* **TASK PROMPT**
Exactly reproduce the lines beginning with the line that includes "In this exercise you will locate the curved" and ending with the last line of the data.

-- BEGIN --

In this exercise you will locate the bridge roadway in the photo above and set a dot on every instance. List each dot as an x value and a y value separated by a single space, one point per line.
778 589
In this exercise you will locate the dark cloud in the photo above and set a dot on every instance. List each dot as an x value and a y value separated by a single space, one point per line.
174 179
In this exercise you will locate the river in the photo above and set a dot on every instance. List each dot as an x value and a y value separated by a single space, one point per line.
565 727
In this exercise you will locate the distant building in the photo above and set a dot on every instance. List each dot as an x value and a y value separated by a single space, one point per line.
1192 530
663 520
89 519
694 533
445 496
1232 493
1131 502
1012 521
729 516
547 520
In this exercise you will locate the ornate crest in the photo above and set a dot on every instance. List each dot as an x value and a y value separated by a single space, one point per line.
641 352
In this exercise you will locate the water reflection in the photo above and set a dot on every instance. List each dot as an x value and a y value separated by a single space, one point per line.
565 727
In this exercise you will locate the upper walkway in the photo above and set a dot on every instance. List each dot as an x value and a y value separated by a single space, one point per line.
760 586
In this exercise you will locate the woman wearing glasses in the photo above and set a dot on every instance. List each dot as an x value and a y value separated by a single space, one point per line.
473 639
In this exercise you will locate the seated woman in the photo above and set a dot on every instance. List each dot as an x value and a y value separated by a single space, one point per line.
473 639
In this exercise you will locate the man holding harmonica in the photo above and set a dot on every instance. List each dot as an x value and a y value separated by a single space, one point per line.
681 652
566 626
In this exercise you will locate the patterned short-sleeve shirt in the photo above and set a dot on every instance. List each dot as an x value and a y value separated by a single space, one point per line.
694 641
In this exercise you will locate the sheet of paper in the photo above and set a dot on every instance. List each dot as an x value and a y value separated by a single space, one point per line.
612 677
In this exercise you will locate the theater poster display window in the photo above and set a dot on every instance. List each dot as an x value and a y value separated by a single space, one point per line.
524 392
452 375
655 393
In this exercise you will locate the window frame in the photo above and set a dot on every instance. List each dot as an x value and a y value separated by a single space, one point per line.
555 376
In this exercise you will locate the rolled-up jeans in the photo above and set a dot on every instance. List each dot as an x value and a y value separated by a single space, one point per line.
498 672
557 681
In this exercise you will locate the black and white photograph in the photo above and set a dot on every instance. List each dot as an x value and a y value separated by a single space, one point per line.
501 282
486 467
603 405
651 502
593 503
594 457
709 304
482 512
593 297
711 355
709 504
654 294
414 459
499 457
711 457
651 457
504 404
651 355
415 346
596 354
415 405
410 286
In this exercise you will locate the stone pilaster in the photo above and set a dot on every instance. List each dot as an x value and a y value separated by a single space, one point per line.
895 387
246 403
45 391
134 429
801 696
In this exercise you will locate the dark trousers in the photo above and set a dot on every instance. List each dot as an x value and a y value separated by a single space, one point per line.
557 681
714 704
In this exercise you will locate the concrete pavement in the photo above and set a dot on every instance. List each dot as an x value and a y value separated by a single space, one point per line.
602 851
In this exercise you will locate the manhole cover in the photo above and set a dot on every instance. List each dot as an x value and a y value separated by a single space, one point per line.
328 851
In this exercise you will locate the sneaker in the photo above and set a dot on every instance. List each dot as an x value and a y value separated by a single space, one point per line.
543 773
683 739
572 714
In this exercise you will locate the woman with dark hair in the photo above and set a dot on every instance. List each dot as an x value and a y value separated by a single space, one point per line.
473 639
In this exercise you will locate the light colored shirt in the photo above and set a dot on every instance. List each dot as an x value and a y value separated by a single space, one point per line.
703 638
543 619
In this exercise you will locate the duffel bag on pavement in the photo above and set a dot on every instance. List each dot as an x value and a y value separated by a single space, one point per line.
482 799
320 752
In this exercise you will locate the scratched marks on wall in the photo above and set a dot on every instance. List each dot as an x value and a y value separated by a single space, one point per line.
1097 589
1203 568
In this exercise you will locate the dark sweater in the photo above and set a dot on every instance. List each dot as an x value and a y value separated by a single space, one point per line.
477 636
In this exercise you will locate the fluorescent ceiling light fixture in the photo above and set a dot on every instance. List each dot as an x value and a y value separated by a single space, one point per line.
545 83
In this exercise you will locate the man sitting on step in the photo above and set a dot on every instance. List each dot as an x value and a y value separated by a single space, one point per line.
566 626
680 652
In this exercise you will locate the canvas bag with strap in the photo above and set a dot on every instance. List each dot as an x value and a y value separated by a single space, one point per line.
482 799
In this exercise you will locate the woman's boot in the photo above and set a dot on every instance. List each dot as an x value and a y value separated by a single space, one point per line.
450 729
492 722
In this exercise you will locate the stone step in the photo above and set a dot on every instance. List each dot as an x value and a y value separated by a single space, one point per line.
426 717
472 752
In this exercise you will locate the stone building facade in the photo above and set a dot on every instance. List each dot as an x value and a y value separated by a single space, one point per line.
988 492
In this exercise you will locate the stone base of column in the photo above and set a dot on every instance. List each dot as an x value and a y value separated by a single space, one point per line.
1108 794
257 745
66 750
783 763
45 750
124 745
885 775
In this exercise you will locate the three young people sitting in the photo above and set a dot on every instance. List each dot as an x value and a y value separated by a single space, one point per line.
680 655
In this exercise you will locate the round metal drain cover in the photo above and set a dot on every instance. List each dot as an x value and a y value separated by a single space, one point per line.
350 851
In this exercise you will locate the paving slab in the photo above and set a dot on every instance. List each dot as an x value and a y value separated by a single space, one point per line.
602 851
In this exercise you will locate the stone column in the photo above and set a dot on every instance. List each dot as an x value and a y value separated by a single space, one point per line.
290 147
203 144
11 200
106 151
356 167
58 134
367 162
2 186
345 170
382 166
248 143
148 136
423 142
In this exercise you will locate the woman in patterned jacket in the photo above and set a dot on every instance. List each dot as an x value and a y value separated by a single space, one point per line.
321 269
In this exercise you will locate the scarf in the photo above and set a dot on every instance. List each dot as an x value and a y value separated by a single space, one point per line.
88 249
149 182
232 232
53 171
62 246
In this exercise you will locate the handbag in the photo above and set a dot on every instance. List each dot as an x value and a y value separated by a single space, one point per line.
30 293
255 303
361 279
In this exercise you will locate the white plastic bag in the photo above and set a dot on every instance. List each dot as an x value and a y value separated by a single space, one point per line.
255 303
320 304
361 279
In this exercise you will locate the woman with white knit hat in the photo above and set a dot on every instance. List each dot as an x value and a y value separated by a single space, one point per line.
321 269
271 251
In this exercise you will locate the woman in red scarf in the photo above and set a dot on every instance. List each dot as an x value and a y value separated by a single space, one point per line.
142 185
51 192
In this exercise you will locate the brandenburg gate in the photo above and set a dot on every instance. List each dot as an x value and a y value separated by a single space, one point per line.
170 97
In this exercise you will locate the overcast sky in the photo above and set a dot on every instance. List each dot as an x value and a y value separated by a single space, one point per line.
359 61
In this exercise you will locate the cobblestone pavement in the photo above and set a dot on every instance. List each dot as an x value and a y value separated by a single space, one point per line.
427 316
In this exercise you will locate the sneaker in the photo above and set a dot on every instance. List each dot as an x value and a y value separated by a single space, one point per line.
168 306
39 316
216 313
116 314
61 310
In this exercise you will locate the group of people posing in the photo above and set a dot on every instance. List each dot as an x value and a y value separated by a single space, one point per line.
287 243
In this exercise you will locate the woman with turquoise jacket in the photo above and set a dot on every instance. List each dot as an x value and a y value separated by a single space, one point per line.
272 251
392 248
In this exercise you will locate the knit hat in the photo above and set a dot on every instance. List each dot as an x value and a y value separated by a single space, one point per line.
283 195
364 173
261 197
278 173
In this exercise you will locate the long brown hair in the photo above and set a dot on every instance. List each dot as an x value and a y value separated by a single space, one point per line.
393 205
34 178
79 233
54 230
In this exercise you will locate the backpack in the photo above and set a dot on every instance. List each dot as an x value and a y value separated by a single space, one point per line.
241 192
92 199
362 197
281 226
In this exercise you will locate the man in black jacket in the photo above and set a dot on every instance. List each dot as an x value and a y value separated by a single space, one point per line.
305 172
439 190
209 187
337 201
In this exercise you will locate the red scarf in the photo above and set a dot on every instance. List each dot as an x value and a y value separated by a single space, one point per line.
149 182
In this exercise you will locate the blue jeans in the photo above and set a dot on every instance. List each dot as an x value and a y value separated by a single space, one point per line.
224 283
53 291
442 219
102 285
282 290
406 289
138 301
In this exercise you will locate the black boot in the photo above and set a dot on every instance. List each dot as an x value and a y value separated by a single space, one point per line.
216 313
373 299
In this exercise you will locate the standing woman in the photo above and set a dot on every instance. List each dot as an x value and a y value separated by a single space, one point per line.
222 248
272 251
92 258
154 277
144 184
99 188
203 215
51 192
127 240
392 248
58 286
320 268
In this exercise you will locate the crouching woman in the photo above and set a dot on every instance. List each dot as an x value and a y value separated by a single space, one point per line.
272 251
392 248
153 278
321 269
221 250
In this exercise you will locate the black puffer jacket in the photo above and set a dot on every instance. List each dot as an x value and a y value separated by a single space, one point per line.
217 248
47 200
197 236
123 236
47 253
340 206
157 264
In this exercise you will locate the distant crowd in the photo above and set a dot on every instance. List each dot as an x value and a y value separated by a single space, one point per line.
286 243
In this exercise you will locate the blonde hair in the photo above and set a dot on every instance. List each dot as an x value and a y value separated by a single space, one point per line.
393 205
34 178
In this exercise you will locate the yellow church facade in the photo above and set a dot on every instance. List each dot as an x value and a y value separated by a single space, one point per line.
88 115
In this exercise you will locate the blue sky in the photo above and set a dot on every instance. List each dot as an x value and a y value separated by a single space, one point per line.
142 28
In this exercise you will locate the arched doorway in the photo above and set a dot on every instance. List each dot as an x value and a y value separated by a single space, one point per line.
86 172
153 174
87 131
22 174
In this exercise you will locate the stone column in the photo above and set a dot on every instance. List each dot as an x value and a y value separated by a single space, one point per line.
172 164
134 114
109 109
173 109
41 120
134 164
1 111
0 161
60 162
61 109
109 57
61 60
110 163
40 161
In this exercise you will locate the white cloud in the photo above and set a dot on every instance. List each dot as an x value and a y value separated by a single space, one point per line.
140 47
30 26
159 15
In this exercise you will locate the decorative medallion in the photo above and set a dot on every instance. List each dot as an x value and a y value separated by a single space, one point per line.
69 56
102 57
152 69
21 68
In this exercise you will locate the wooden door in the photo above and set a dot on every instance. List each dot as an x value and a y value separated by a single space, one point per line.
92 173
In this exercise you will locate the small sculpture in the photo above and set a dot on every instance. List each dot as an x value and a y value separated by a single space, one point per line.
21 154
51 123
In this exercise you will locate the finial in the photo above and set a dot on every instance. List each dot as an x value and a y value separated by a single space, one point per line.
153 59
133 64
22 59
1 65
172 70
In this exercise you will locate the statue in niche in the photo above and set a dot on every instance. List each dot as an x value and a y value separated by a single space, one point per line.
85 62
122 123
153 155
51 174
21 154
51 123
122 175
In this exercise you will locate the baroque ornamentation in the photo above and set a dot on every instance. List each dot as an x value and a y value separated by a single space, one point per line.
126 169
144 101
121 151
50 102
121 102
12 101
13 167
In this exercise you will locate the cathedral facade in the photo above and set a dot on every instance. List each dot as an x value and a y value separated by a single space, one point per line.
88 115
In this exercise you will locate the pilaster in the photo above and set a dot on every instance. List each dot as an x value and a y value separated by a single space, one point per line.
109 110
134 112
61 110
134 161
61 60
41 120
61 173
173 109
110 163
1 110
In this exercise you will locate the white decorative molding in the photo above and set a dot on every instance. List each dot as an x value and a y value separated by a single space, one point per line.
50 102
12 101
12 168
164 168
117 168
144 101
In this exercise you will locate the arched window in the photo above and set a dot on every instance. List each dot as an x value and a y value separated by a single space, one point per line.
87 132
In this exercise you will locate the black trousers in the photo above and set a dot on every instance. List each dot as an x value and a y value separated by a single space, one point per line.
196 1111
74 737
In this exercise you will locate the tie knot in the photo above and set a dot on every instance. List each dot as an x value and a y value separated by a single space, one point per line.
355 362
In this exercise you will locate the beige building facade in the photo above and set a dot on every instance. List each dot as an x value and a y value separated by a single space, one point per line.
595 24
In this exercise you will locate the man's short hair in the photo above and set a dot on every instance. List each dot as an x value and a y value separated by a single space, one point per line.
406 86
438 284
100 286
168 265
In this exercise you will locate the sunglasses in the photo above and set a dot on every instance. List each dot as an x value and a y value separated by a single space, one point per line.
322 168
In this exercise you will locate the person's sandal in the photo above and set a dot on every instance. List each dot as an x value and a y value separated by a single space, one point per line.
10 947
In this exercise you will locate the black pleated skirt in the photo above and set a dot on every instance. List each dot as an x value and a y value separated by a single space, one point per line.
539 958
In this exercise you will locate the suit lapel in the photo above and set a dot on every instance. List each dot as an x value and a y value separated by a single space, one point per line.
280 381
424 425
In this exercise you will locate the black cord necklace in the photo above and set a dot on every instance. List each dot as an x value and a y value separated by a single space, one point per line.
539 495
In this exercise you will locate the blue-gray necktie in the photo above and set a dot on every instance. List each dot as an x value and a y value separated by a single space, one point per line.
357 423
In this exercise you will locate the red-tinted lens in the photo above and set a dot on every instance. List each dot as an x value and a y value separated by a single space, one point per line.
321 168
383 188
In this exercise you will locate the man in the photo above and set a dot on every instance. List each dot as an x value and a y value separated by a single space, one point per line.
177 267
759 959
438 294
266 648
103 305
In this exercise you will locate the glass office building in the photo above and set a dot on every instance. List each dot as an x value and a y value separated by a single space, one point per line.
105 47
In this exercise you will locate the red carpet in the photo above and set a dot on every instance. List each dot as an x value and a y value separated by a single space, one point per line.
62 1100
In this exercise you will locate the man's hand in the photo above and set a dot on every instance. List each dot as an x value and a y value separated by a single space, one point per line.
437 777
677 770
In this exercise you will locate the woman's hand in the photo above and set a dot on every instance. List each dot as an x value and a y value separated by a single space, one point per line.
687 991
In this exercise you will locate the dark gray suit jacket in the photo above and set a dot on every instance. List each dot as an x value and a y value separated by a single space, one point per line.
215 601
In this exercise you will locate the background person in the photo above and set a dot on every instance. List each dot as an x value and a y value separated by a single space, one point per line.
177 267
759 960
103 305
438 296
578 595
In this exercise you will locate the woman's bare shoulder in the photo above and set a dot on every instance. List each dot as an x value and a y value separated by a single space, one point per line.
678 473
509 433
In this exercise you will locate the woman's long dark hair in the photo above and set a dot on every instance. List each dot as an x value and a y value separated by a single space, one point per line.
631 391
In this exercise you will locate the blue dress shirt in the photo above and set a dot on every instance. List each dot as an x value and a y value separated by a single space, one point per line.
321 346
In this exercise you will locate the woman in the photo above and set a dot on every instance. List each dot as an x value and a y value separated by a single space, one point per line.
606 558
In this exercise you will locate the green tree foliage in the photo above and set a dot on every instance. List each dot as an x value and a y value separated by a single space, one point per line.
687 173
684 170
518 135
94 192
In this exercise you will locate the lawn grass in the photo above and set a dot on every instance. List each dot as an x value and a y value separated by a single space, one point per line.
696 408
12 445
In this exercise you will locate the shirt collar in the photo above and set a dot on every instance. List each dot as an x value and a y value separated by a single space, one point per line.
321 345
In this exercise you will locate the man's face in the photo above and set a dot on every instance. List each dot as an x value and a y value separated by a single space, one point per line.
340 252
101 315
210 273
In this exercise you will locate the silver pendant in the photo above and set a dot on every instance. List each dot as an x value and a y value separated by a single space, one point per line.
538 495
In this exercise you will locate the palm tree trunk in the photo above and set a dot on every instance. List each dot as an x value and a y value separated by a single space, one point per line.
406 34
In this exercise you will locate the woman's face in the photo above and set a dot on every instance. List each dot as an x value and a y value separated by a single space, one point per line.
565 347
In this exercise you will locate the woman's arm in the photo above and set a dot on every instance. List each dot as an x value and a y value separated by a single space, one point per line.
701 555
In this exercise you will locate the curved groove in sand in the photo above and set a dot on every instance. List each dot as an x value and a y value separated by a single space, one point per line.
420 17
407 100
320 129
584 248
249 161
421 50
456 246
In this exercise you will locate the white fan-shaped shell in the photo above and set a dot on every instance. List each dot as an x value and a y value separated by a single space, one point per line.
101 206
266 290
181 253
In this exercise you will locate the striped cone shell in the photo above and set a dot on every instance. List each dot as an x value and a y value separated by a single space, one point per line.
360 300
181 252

-- END --

* **EXERCISE ANSWER**
In this exercise you will locate the curved groove in sand in the photo above and set a dot on every instance. List each dot as an x value and a y value separated by a single space, one point per line.
420 17
407 100
320 129
584 248
249 161
421 50
456 246
In this exercise you will locate the white fan-shaped shell in the photo above and set a dot on every instance. List each dot as an x value and a y value separated by a single space, one point per line.
101 206
266 290
181 253
In this exercise you will locate the striped cone shell in the photo above and set a dot on every instance. List each dot as an x value and a y value separated by a single space, one point per line.
360 300
181 252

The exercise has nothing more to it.